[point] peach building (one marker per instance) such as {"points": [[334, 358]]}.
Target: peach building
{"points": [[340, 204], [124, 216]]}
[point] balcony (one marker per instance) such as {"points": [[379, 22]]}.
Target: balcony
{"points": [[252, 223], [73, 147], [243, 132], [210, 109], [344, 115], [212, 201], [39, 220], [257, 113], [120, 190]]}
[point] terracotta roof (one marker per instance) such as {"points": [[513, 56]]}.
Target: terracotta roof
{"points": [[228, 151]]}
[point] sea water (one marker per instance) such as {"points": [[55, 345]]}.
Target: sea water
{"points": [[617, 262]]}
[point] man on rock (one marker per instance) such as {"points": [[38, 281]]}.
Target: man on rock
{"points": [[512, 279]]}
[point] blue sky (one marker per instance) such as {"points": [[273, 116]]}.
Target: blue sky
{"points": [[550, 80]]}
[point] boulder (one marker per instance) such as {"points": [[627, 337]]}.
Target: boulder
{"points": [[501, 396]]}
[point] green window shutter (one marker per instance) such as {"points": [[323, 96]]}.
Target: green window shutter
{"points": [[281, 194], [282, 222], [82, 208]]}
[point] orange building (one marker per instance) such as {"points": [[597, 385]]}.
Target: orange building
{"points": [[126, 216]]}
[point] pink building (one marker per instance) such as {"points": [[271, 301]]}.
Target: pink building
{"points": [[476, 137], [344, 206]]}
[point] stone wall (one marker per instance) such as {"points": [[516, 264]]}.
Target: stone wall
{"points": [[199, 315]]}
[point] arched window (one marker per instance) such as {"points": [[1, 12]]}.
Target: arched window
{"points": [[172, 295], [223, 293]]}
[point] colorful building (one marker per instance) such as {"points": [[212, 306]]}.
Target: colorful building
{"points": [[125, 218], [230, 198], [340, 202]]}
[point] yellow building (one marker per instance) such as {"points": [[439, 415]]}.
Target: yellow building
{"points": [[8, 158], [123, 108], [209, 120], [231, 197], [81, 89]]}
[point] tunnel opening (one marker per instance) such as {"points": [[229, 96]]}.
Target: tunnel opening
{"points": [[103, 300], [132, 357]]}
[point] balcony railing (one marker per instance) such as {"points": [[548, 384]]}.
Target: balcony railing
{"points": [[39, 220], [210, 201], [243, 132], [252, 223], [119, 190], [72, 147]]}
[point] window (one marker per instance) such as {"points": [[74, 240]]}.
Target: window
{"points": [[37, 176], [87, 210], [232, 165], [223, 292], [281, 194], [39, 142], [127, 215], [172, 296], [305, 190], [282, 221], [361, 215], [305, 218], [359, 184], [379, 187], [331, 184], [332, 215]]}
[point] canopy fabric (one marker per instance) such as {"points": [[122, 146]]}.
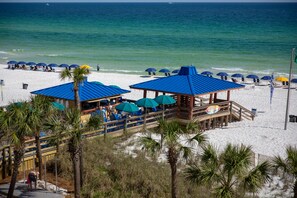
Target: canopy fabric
{"points": [[12, 62], [127, 107], [222, 74], [164, 100], [146, 102], [282, 79], [151, 69], [58, 106], [191, 84], [164, 70], [237, 75], [206, 73], [85, 66], [266, 78], [253, 76], [294, 80]]}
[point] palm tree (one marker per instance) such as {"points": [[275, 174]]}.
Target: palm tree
{"points": [[171, 132], [40, 109], [77, 76], [14, 123], [228, 174], [288, 165]]}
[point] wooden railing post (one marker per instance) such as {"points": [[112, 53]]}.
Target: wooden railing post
{"points": [[3, 163]]}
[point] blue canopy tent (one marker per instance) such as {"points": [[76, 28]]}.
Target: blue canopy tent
{"points": [[207, 73], [175, 71], [165, 71], [266, 78], [223, 75], [151, 70], [254, 77]]}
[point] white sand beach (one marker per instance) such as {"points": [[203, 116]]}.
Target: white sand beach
{"points": [[265, 134]]}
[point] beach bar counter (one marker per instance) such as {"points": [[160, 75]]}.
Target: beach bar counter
{"points": [[197, 97]]}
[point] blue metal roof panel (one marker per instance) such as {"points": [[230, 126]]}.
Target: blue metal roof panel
{"points": [[187, 84], [87, 91]]}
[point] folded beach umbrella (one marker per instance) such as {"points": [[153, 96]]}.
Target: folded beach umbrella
{"points": [[222, 74], [253, 76], [21, 63], [53, 65], [206, 73], [74, 66], [12, 62], [85, 66], [41, 64], [30, 63], [237, 75], [164, 70], [294, 80], [151, 69], [266, 78], [175, 71], [127, 107], [64, 65], [282, 79]]}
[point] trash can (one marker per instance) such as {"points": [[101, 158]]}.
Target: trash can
{"points": [[254, 111], [25, 85], [292, 118]]}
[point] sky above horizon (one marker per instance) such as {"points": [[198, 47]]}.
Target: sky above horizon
{"points": [[140, 1]]}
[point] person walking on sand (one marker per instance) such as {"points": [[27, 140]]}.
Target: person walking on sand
{"points": [[32, 177]]}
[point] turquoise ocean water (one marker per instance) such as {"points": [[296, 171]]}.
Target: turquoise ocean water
{"points": [[130, 37]]}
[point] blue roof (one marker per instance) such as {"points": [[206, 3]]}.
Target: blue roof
{"points": [[187, 82], [87, 91]]}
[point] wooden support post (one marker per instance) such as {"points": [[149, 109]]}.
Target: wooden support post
{"points": [[191, 108], [10, 161], [210, 98], [3, 163], [228, 95], [178, 106]]}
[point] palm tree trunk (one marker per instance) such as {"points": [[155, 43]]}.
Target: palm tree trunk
{"points": [[81, 165], [295, 188], [172, 158], [38, 154], [18, 155], [76, 97], [74, 152]]}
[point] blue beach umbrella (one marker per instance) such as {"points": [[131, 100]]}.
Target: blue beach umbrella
{"points": [[222, 74], [21, 63], [41, 64], [294, 80], [127, 107], [64, 65], [53, 65], [237, 75], [266, 78], [175, 71], [164, 70], [253, 76], [12, 62], [58, 106], [74, 66], [30, 63]]}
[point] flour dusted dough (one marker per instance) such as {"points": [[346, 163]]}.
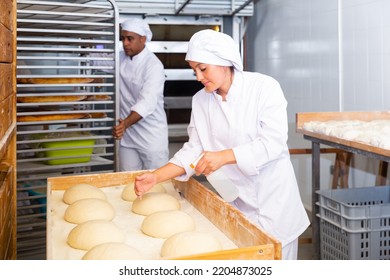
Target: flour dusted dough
{"points": [[81, 191], [113, 251], [89, 209], [189, 243], [375, 133], [164, 224], [86, 235], [128, 193], [154, 202]]}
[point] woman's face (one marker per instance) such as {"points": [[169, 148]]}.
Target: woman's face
{"points": [[213, 77], [133, 43]]}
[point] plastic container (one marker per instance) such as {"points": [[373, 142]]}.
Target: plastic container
{"points": [[222, 184], [71, 151], [355, 223]]}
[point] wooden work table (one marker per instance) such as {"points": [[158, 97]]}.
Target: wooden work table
{"points": [[346, 145]]}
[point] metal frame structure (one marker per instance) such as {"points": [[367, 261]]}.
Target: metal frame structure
{"points": [[55, 40]]}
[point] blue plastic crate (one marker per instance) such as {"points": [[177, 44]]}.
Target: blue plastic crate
{"points": [[355, 223]]}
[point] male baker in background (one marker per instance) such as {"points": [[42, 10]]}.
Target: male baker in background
{"points": [[142, 127]]}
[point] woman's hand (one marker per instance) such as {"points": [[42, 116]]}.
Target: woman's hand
{"points": [[143, 183], [119, 129]]}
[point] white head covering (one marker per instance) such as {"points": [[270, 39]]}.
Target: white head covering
{"points": [[213, 47], [138, 26]]}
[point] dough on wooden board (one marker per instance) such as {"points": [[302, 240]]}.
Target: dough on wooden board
{"points": [[128, 193], [86, 235], [81, 191], [164, 224], [113, 251], [154, 202], [189, 243], [87, 209]]}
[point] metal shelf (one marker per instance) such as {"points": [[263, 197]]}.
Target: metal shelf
{"points": [[54, 40]]}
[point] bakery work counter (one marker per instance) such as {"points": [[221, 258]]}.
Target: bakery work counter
{"points": [[326, 136], [240, 238]]}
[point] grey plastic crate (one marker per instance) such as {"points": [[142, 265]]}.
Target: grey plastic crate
{"points": [[355, 223]]}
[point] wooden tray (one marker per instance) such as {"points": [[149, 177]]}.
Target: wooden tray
{"points": [[302, 118], [252, 242]]}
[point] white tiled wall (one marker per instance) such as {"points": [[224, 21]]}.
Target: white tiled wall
{"points": [[328, 55]]}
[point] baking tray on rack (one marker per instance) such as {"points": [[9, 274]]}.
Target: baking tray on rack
{"points": [[250, 241], [302, 118]]}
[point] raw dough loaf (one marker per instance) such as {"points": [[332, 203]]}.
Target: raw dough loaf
{"points": [[164, 224], [128, 193], [189, 243], [81, 191], [86, 235], [113, 251], [154, 202], [87, 209]]}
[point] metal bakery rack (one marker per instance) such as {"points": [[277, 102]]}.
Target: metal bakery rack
{"points": [[66, 107]]}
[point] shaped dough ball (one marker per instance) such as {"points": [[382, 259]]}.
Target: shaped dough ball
{"points": [[189, 243], [155, 202], [89, 209], [167, 223], [128, 193], [86, 235], [81, 191], [113, 251]]}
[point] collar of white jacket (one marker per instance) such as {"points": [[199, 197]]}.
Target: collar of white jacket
{"points": [[138, 26], [213, 47]]}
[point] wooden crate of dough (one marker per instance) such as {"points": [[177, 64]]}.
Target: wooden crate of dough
{"points": [[240, 238], [302, 118]]}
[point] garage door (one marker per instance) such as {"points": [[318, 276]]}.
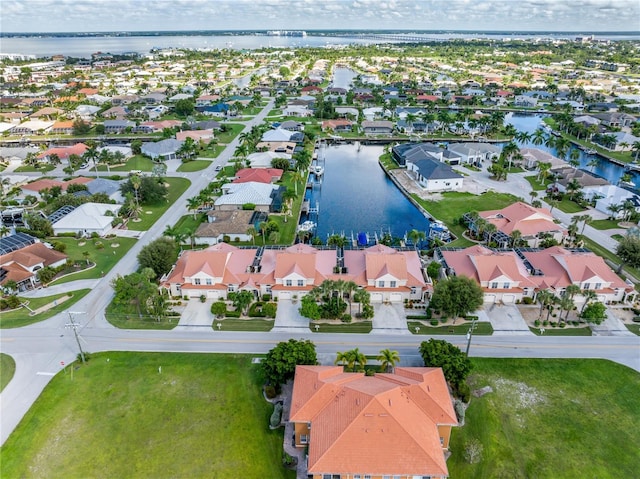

----------

● Stated task
Lay out the part of the records that opens with the line containing "[point] metal shelf" and runs through the end of the records as a Markdown table with the columns Row and Line, numbering each line and skipping blank lines. Leave the pictures out of the answer.

● Solution to this problem
| Row | Line |
|---|---|
| 1 | [point] metal shelf (one marker per instance) such as {"points": [[263, 197]]}. |
| 2 | Target: metal shelf |
| 3 | {"points": [[54, 40]]} |
| 4 | [point] bakery work counter (one marker per instance) such as {"points": [[221, 258]]}. |
| 5 | Target: bakery work counter |
| 6 | {"points": [[326, 136], [240, 238]]} |
| 7 | [point] grey plastic crate (one marker per instance) such as {"points": [[142, 265]]}. |
| 8 | Target: grey plastic crate |
| 9 | {"points": [[355, 223]]} |
| 10 | [point] wooden tray (one marker per instance) such as {"points": [[149, 177]]}. |
| 11 | Target: wooden tray |
| 12 | {"points": [[302, 118], [252, 242]]} |
| 13 | [point] white tiled wall (one marker per instance) such as {"points": [[224, 21]]}. |
| 14 | Target: white tiled wall |
| 15 | {"points": [[328, 55]]} |
| 16 | [point] baking tray on rack (one marker per instance) such as {"points": [[9, 274]]}. |
| 17 | Target: baking tray on rack |
| 18 | {"points": [[250, 241], [302, 118]]} |
| 19 | [point] raw dough loaf (one marker per instance) such as {"points": [[332, 203]]}. |
| 20 | Target: raw dough loaf |
| 21 | {"points": [[164, 224], [128, 193], [189, 243], [81, 191], [86, 235], [113, 251], [154, 202], [87, 209]]} |
| 22 | [point] metal bakery rack (one marker per instance) such as {"points": [[277, 102]]}. |
| 23 | Target: metal bakery rack |
| 24 | {"points": [[66, 107]]} |
| 25 | [point] shaped dough ball (one marker per instance) such as {"points": [[382, 259]]}. |
| 26 | Target: shaped dough ball |
| 27 | {"points": [[189, 243], [155, 202], [89, 209], [167, 223], [128, 193], [86, 235], [81, 191], [113, 251]]} |
| 28 | [point] collar of white jacket (one marker per instance) such as {"points": [[199, 197]]}. |
| 29 | Target: collar of white jacket |
| 30 | {"points": [[138, 26], [213, 47]]} |
| 31 | [point] wooden crate of dough (one marker per instance) such as {"points": [[177, 64]]}. |
| 32 | Target: wooden crate of dough |
| 33 | {"points": [[240, 238], [302, 118]]} |
| 34 | [point] garage door (one marker per instance) such as {"points": [[318, 276]]}. |